What this task involves =
Copy the entries word for word, starting at the line that contains "Mark one point per instance of the orange" and continuing through the end of the entries. Omit the pictures from your answer.

>>>>>

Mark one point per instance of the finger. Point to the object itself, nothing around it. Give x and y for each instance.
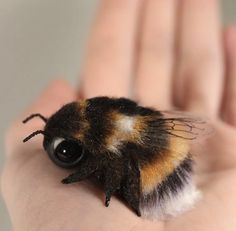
(229, 100)
(200, 61)
(58, 93)
(155, 63)
(109, 61)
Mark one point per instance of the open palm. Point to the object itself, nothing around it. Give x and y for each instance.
(190, 78)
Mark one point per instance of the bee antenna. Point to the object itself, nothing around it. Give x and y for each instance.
(33, 134)
(35, 115)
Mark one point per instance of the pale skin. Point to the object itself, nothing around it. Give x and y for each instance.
(179, 57)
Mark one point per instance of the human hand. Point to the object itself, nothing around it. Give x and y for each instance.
(31, 183)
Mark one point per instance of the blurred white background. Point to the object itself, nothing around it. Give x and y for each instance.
(40, 41)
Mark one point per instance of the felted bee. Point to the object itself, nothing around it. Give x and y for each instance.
(141, 153)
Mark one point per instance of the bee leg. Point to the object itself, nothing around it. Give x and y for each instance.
(111, 184)
(131, 188)
(84, 171)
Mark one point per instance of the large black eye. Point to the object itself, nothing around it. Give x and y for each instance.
(66, 153)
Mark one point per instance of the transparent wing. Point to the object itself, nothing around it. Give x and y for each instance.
(183, 129)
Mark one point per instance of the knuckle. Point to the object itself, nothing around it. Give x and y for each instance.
(158, 45)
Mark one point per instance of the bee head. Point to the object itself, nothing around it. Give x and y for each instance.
(59, 135)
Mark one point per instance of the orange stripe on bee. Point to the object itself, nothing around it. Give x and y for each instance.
(155, 172)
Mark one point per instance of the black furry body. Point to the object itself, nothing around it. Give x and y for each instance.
(118, 171)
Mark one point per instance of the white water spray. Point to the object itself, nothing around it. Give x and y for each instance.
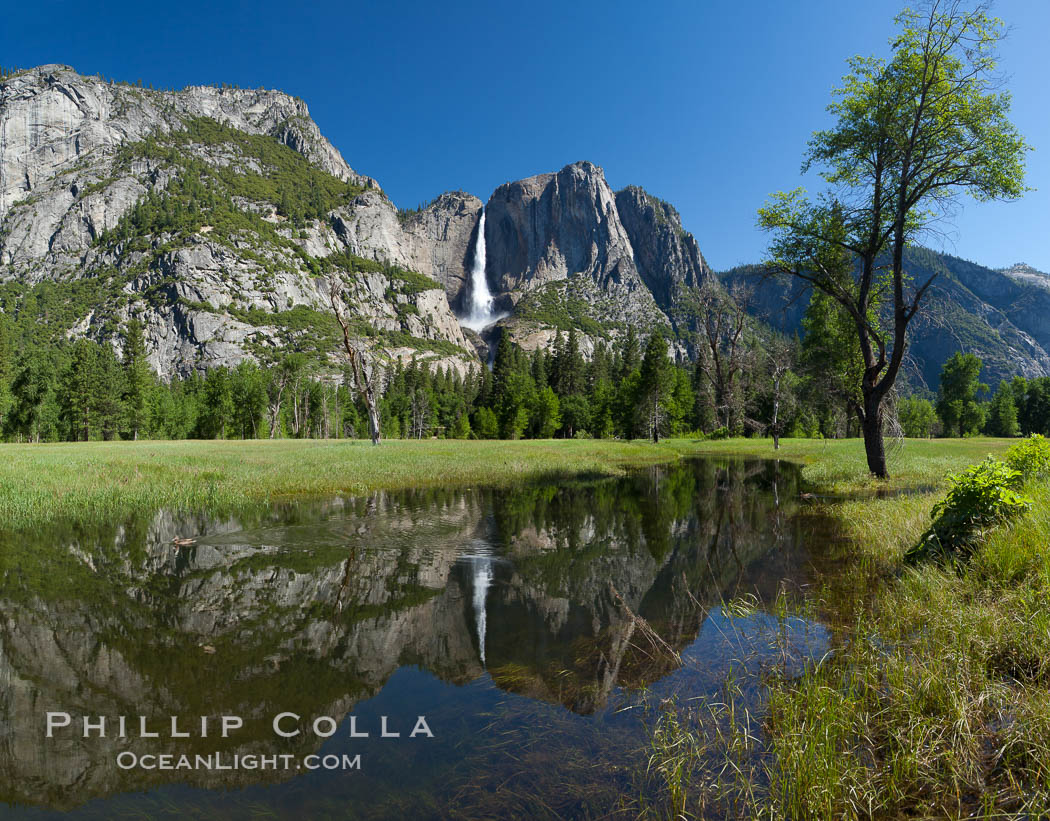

<<<<<

Written solution =
Mark one point per instance of the orange stripe on bee. Point to the object itself, nothing around it. Give x and y for each instance.
(155, 172)
Mark one point per instance of the black furry body. Point to the object itself, nothing around it. Give x and y for each instance.
(118, 171)
Mark one point per instance of the white water spray. Point to the object itself, nothing around it. Give x and y for each instance.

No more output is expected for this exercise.